--- START ---

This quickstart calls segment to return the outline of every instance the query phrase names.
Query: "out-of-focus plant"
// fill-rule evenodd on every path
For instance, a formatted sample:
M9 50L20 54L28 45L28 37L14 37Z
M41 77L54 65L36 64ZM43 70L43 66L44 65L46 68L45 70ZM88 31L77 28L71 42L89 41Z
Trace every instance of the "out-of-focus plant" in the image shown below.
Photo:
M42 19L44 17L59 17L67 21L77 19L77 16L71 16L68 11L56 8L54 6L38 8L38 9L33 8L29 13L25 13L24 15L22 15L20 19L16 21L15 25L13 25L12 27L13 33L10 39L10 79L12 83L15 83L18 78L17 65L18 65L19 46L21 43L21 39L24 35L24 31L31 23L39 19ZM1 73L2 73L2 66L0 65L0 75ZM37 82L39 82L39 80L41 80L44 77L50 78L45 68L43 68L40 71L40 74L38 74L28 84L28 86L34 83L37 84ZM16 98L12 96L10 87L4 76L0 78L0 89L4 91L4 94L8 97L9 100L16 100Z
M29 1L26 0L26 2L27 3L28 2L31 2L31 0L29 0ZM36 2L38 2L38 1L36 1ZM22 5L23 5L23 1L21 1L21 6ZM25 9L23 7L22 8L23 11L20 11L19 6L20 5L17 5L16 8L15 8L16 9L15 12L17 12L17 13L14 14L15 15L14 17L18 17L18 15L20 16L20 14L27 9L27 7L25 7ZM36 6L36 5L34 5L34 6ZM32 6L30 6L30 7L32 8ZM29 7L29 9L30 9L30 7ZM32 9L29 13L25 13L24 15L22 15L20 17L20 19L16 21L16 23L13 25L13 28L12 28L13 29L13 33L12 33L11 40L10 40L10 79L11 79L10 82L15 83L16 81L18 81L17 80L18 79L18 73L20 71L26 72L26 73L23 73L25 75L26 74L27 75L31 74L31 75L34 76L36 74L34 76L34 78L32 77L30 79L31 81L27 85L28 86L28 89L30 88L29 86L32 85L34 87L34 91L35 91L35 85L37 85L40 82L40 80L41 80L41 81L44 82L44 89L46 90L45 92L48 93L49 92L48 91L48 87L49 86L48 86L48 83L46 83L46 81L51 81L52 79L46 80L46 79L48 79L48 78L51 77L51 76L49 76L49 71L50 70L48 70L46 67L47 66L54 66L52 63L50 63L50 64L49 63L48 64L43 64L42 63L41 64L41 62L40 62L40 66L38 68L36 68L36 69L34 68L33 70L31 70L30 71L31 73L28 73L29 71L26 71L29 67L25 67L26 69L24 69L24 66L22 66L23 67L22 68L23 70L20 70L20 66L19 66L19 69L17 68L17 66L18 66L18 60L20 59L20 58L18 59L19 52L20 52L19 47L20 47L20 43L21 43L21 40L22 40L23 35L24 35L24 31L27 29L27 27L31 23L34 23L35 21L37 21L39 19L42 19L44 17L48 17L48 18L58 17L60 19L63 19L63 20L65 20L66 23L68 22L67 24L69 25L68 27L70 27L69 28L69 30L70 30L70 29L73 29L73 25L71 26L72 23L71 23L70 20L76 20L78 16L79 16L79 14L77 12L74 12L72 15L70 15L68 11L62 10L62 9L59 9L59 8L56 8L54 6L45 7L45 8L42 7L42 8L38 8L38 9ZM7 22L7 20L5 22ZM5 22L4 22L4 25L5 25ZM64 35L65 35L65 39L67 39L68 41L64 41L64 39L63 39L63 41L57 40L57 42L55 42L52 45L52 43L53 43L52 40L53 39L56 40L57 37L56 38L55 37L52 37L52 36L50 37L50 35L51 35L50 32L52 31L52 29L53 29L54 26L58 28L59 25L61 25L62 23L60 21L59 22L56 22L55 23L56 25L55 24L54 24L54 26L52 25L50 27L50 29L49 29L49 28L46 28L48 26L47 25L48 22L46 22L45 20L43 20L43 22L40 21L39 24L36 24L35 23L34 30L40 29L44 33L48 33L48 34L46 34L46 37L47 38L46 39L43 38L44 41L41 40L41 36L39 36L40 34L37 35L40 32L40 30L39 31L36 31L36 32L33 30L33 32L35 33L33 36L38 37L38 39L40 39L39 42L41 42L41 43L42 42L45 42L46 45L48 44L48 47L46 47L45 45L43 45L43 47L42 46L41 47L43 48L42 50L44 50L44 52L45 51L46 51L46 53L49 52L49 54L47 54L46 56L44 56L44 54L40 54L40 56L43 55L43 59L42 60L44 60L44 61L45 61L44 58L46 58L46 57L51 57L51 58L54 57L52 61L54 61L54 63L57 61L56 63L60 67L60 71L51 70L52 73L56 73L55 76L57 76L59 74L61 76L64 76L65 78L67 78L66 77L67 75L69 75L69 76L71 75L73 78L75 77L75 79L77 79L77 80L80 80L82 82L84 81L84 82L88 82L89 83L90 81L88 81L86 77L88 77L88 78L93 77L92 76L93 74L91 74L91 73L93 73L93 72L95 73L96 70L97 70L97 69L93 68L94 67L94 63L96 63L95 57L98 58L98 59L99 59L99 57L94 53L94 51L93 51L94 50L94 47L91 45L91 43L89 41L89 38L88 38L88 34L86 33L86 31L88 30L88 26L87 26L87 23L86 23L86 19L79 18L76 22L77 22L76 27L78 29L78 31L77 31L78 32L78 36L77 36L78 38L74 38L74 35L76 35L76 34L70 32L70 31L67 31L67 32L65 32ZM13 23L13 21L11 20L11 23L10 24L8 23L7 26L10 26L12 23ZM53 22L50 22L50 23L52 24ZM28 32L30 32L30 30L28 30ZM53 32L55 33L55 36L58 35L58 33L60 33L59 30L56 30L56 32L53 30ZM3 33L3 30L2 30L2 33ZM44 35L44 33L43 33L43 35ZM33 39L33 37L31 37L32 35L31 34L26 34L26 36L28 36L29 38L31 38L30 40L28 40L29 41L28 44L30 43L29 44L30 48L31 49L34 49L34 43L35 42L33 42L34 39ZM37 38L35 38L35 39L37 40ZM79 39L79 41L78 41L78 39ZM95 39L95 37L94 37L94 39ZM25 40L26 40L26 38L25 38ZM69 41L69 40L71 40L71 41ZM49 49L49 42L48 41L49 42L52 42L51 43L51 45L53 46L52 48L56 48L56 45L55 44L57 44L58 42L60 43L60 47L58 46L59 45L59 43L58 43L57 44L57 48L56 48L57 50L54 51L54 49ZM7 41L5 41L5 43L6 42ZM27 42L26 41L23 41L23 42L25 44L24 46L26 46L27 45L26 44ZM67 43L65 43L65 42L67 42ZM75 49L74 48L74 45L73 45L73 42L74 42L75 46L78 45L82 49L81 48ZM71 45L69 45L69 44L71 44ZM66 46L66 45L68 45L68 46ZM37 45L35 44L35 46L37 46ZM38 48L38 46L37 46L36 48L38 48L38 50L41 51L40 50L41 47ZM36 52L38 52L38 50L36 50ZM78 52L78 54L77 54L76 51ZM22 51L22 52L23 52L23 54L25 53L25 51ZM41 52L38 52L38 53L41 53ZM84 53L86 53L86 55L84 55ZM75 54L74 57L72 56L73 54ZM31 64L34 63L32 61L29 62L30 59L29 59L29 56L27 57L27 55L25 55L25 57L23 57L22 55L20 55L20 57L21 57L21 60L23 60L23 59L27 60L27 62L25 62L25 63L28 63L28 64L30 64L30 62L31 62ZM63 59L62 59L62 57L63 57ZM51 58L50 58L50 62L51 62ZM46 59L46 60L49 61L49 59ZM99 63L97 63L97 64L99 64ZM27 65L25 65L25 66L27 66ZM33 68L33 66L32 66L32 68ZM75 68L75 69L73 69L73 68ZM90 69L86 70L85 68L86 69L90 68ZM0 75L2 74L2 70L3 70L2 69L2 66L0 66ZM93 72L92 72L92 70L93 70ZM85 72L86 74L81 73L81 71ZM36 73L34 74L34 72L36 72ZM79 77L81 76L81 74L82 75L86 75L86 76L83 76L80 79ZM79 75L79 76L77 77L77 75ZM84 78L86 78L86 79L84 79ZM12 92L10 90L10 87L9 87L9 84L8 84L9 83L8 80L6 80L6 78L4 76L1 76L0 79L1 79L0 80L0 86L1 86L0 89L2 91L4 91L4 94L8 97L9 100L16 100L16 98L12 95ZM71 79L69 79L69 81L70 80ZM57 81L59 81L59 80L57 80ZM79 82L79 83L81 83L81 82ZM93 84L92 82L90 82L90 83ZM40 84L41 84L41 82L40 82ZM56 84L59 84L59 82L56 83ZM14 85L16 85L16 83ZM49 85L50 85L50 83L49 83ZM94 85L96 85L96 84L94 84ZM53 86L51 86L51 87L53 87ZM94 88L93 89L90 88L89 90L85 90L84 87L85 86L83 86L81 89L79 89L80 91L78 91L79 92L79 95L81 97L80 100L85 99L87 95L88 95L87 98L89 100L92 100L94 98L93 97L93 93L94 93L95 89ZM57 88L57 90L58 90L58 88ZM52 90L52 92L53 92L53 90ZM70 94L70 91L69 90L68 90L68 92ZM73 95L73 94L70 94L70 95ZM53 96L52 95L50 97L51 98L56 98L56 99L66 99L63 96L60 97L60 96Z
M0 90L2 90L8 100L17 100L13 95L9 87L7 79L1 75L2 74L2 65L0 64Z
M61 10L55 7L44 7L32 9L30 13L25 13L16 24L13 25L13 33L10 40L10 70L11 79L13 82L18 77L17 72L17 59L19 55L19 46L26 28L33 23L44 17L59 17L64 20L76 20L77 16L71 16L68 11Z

--- END ---

[WHAT TO PRODUCE]
Whenever the string "plant" turns up in a line of the data, copy that line.

[RESULT OF THIS EXERCISE]
Query: "out-of-focus plant"
Trace every instance of the "out-of-focus plant" in the image shown below.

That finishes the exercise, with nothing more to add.